标签:average help access wap original single 解决 重要 reads
上一节写了ReentrantLock, 那这一节就正好来写积蓄已久的1.7 concurrentHashMap了。因为1.7里面concurrentHashMap里面的segment是继承自ReentrantLock的。
我认为理解这个类有几个重点:
我们知道hashmap最基本的就是有一个entry数组,其中每个数组值代表着hash表容量内的每个key值,然后如果冲突的话那就是用链表法来解决,就是每个entry往后叠加构成链表。
Hashtable的并发核心思想是synchronized,就是整个map加锁,那这样的话能够保证并发安全,但是就牺牲了很多读的时间了。
那1.7的concurrentHashMap的核心就是在保证并发安全的情况下,利用了分段锁来提升并发效率。
我们先看第一个问题
/**
* The minimum capacity for per-segment tables. Must be a power
* of two, at least two to avoid immediate resizing on next use
* after lazy construction.
*/
static final int MIN_SEGMENT_TABLE_CAPACITY = 2;
/**
* The maximum number of segments to allow; used to bound
* constructor arguments. Must be power of two less than 1 << 24.
*/
static final int MAX_SEGMENTS = 1 << 16; // slightly conservative
/**
* Number of unsynchronized retries in size and containsValue
* methods before resorting to locking. This is used to avoid
* unbounded retries if tables undergo continuous modification
* which would make it impossible to obtain an accurate result.

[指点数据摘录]
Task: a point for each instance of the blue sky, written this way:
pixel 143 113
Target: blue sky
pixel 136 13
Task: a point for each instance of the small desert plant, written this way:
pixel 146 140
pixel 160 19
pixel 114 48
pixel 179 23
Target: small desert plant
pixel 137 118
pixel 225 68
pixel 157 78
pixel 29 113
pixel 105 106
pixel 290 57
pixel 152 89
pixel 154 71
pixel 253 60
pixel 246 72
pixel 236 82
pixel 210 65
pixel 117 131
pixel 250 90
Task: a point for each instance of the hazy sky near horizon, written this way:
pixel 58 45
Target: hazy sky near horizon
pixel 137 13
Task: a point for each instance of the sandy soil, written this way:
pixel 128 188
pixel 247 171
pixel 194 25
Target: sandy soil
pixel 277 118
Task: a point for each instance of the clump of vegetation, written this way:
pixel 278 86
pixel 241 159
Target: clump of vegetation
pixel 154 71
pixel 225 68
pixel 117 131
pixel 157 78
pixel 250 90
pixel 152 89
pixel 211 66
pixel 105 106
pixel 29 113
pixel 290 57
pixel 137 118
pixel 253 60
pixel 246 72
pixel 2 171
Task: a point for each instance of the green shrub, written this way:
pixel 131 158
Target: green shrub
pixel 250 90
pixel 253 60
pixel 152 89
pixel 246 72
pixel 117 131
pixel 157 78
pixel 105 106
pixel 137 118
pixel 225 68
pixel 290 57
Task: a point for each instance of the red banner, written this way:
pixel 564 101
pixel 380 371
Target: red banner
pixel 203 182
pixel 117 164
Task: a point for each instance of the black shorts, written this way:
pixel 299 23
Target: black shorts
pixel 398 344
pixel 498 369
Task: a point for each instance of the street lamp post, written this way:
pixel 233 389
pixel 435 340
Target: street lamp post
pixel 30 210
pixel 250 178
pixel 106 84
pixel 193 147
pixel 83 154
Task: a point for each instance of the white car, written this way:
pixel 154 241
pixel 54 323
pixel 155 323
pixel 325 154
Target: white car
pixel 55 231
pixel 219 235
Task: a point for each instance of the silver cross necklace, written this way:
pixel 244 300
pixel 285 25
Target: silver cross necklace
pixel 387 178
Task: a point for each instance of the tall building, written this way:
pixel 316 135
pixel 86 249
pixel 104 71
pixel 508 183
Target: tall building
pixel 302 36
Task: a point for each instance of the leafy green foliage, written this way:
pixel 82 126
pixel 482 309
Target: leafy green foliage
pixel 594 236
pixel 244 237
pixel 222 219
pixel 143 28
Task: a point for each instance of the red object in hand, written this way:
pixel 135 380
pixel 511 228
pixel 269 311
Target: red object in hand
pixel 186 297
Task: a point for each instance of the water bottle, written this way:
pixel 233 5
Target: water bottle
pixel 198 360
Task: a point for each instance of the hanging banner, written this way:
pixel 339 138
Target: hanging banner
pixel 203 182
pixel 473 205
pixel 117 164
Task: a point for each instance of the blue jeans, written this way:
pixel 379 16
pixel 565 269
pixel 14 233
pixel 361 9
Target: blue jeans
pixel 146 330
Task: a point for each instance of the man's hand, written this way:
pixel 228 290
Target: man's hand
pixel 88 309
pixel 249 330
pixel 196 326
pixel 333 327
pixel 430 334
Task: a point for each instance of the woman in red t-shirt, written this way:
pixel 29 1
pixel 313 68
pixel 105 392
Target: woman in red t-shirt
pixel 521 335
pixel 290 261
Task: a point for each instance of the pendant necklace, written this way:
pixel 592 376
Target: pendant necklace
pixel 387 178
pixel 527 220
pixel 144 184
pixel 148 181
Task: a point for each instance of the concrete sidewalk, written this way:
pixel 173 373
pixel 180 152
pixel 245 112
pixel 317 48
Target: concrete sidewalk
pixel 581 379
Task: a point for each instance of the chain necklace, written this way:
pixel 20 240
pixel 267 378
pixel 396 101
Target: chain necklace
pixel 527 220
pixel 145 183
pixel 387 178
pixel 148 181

任务目标
请把上方关于ConcurrentHashMap的文本从头到尾逐字复制一遍。

任务结果
标签:average help access wap original single 解决 重要 reads
上一节写了ReentrantLock, 那这一节就正好来写积蓄已久的1.7 concurrentHashMap了。因为1.7里面concurrentHashMap里面的segment是继承自ReentrantLock的。
我认为理解这个类有几个重点:
我们知道hashmap最基本的就是有一个entry数组,其中每个数组值代表着hash表容量内的每个key值,然后如果冲突的话那就是用链表法来解决,就是每个entry往后叠加构成链表。
Hashtable的并发核心思想是synchronized,就是整个map加锁,那这样的话能够保证并发安全,但是就牺牲了很多读的时间了。
那1.7的concurrentHashMap的核心就是在保证并发安全的情况下,利用了分段锁来提升并发效率。
我们先看第一个问题
/**
* The minimum capacity for per-segment tables. Must be a power
* of two, at least two to avoid immediate resizing on next use
* after lazy construction.
*/
static final int MIN_SEGMENT_TABLE_CAPACITY = 2;
/**
* The maximum number of segments to allow; used to bound
* constructor arguments. Must be power of two less than 1 << 24.
*/
static final int MAX_SEGMENTS = 1 << 16; // slightly conservative
/**
* Number of unsynchronized retries in size and containsValue
* methods before resorting to locking. This is used to avoid
* unbounded retries if tables undergo continuous modification
* which would make it impossible to obtain an accurate result.